:: EXERCISE 1 ::
In the four-wheeler thread, which brand has the original poster always ridden?
:: EXERCISE 2 ::
Continue the four-wheeler thread from its last post.

:: TEXT ::
# Artic Cat opinions



## Lab7 (Jan 9, 2014)

Looking at picking up a new four wheeler this spring. Always ran Honda's, which have never let me down. But I feel like they are behind the curve in technology as compared to others. 

My buddy has recently bought an Artic Cat and LOVES it. And says I should buy one myself.

So my question, who has bought and had luck, or no luck, with Artic Cat? Was planning on sticking with another Honda or Suzuki but They have some really good deals going on right now for Artic Cats, so it's tempting. Just don't want to buy a headache.

Thanks!


----------



## Hotrod (Oct 11, 2006)

Say no to Arctic Cra p


----------



## Lab7 (Jan 9, 2014)

So, why? Are they made cheap. I did go look at a few and they seem pretty well built. But looks can be deceiving, I know.

:: ITEMS ::
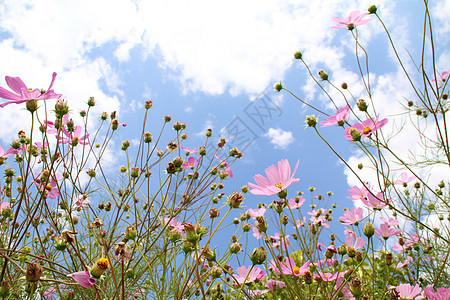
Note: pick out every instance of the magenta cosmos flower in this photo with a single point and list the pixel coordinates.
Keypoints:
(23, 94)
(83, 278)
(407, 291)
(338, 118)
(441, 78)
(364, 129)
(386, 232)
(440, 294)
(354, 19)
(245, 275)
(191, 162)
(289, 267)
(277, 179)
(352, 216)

:: REPLY 1 ::
Honda.

:: REPLY 2 ::
Thanks

QUOTE=Hotrod;7371193]Say no to Arctic Cra p[/QUOTE]


----------



## fishfeeder (Jan 29, 2009)

I have one and it's been a very good bike. They aren't as popular with the mud riding crowd, not sure why. I wouldn't buy one for mud riding simply because of aftermarket parts availability(lack of). If I was buying one to ride the ranch or deer lease with and leave stock, it would be an AC.


----------



## BATWING (May 9, 2008)

I have had a few. I loved the H1's. The purest will call them franken bike etc. A few years back they had a chance to be a leader, unfortunately they used the public as geniue pigs on a not ready for prime time model. 

It depends on what your doing with it. If you are just going to use around the ranch, deer lease and hard pack then knock your self out. If your going to put 32" outlaws and a 6" lift and mud hog it, then stay away.


----------



## Lab7 (Jan 9, 2014)

No mud bogging, no snorkel, no 37in ties. Just want a good reliable bike(besides a Honda), to ride at the duck lease and do moderate trail riding. 

Thanks for the opinions! It's appreciated.


----------



## TIMBOv2 (Mar 18, 2010)

I have a 2007 650 H1 and I love it.


----------



## Hotrod (Oct 11, 2006)

Arctic Cat is down there with Kawasaki. Buy a Yamaha, Honda, or Polaris.


----------



## Lab7 (Jan 9, 2014)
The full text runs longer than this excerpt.